Seeds to sow in May
BIENNIALS
If you have been busy in March & April, you probably have plenty of annuals either growing in the ground or ready to be planted out. If you don’t, there is still plenty of time, but I am going to add biennials to your to-do list.
Biennials fill in the ‘May gap’ between the end of the tulips and the start of the ‘proper’ summer flower season (yes, roses) and they are worth giving a bit of time and space to, even in this busy month of May.
Usually by May, the soil is warm enough to direct sow (just scrape a drill with the end of a hoe, scatter like pepper over scrambled eggs, cover, water and wait) but the chances are, the places that you will want biennials next year are already full of hardy annuals which will be coming to full glorious abundance this coming summer. The solution is to sow into plugs or pots. However, do not do what I did a few years back, and leave them in a greenhouse over winter. Biennials generally need a bit of a chill to trigger flowering, which they don’t get under cover. I must have been the only person who took three years to get an honesty plant from seed to flower…
My favourite biennials
Icelandic poppies
Anthriscus sylvestris ‘Ravenswing’ (Black cow parsley)

* [Dataset rows]:
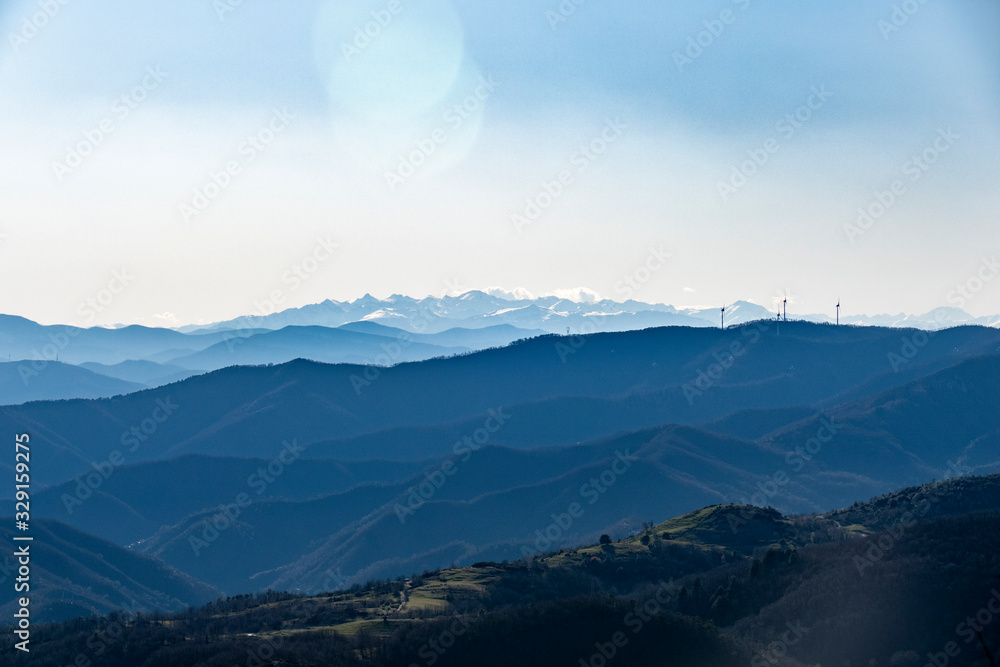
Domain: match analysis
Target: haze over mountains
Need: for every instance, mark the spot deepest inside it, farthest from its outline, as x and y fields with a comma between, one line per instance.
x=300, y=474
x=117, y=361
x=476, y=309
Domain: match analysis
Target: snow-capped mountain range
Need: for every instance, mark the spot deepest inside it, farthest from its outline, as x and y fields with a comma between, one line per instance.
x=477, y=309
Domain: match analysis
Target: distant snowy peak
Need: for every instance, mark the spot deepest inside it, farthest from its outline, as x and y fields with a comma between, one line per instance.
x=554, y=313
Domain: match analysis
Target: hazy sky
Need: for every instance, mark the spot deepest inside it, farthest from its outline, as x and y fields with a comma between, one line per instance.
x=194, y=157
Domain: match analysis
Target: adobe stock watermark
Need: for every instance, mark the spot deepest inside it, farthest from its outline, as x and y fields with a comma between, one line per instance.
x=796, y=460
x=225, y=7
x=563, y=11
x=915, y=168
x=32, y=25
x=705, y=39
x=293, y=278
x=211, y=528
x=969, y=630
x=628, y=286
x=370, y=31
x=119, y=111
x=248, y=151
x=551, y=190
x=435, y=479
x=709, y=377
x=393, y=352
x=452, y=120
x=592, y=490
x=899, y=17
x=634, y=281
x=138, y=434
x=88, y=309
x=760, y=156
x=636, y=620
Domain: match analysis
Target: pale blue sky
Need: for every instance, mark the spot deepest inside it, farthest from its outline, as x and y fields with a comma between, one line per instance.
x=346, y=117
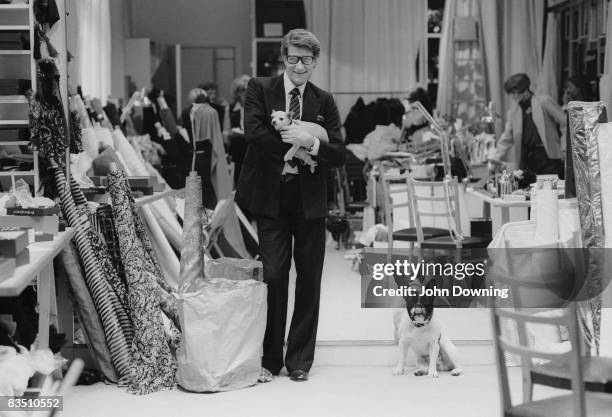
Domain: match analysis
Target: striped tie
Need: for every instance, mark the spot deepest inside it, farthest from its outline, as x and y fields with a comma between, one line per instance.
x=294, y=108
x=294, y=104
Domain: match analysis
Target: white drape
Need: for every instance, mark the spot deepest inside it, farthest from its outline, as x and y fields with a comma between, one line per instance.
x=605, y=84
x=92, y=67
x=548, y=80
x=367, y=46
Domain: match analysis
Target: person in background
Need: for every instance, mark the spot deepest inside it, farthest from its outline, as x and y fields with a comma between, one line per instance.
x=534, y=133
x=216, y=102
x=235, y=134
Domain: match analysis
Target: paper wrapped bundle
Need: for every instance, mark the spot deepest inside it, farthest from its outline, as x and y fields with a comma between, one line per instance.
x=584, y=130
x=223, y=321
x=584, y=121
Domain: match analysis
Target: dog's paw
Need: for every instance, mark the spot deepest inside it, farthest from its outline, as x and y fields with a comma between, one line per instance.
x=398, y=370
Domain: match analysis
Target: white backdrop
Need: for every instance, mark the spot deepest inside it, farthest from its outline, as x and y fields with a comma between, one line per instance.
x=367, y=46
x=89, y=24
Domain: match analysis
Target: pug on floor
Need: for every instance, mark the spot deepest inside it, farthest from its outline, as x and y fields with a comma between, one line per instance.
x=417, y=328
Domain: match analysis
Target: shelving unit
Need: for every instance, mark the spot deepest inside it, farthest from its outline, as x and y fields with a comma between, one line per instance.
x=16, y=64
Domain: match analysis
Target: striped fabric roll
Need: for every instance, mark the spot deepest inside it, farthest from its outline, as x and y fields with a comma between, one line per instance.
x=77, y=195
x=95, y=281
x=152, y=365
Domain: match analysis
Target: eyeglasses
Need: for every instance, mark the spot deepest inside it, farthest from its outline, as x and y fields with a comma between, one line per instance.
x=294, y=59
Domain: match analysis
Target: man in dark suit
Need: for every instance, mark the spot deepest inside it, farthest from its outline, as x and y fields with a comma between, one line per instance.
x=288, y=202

---

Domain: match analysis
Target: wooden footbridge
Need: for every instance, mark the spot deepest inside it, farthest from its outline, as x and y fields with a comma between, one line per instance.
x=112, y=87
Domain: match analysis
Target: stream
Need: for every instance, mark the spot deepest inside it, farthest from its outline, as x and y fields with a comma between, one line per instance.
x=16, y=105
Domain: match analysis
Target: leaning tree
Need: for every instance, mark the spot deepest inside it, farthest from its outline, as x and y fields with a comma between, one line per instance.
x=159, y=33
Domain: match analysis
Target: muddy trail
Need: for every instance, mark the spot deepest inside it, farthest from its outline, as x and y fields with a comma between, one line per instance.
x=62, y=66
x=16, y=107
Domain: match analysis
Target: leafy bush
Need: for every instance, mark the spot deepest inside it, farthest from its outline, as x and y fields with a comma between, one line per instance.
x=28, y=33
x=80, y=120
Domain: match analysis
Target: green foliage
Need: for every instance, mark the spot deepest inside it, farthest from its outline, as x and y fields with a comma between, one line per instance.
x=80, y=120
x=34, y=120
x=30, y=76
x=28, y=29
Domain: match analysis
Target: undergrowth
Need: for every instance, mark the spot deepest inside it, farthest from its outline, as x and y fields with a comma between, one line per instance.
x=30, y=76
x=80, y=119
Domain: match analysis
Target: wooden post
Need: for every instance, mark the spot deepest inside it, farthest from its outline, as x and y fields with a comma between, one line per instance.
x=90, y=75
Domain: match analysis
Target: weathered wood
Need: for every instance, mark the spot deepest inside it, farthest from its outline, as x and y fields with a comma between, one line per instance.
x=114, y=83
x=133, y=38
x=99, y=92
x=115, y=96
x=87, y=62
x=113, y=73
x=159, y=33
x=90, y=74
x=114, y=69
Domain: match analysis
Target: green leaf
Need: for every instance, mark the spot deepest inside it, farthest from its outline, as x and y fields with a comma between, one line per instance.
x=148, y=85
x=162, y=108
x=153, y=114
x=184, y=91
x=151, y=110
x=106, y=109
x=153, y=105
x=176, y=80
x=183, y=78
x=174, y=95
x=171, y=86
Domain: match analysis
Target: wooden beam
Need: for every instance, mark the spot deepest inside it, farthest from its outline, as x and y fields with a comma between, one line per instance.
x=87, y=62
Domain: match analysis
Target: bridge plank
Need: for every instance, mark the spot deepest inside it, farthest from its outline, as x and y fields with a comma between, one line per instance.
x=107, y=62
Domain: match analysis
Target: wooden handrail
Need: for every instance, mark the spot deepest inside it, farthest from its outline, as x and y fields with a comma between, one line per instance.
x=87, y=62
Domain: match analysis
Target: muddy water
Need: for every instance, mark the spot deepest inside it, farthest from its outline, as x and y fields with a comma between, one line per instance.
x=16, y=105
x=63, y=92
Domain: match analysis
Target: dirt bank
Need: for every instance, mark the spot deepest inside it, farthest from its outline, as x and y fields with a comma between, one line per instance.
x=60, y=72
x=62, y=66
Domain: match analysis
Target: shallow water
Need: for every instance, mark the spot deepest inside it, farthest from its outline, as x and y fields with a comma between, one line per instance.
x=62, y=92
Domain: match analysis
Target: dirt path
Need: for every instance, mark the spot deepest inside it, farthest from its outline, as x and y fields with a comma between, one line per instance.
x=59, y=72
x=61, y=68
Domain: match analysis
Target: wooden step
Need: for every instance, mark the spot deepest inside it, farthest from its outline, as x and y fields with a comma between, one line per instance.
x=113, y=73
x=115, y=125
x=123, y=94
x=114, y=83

==

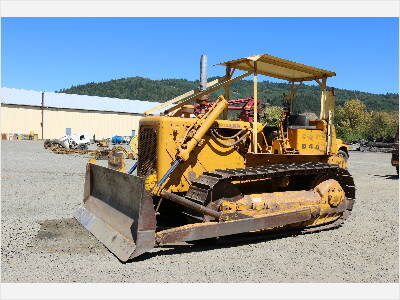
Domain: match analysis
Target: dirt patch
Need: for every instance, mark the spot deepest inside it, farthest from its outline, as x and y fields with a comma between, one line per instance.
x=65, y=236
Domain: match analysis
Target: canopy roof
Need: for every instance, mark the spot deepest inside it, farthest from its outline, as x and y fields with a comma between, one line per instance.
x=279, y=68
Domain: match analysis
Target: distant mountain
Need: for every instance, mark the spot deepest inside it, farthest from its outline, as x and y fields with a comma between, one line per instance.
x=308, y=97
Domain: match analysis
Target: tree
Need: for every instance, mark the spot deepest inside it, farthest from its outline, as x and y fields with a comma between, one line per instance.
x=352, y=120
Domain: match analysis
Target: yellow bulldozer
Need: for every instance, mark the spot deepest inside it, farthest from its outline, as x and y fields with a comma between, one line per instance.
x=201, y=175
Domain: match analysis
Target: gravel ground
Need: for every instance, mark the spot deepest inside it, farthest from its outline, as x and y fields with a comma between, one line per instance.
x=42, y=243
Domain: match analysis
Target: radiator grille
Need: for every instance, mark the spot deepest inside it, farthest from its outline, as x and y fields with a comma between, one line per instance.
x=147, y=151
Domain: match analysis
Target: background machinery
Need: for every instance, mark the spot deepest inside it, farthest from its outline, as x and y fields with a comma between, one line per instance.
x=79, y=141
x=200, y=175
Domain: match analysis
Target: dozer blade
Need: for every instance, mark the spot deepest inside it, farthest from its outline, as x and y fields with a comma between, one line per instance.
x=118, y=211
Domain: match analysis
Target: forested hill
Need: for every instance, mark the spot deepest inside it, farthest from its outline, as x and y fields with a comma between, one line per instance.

* [Required work]:
[A] In the May sowing guide, why should biennials not be kept in a greenhouse over winter?
[B] Name every step the May sowing guide gives for direct sowing.
[C] Carry the May sowing guide on from its last line.
The items have no connection to the May sowing guide.

* [Responses to the exercise]:
[A] Biennials generally need a bit of a chill to trigger flowering, and they don't get that under cover.

[B] Scrape a drill with the end of a hoe, scatter the seed like pepper over scrambled eggs, cover, water, and wait.

[C]
Nicotiana
Foxgloves – I am sowing woolly, chocolate, apricot and strawberry
Honesty
Sweet rocket (Hesperis)
Aquilegia (Technically a short-lived perennial and I do sow seed in January, but they work well as a biennial too)
Hollyhocks (also technically a short-lived perennial but growing as a biennial minimises rust)
Teasels
The biennial shop is fully stocked and they have replaced the sweet peas as the seeds on sale. Although you might be able to sneak one more sweet pea sowing under the tape.
Late summer annuals
There is still time for late summer annuals, (hardy, half-hardies & tenders). Which is lucky because I lost my first two cosmos sowings to the ubiquitous slugs:
Cosmos
Ammi
Calendula (Scatter in the vegetable plantings as companions)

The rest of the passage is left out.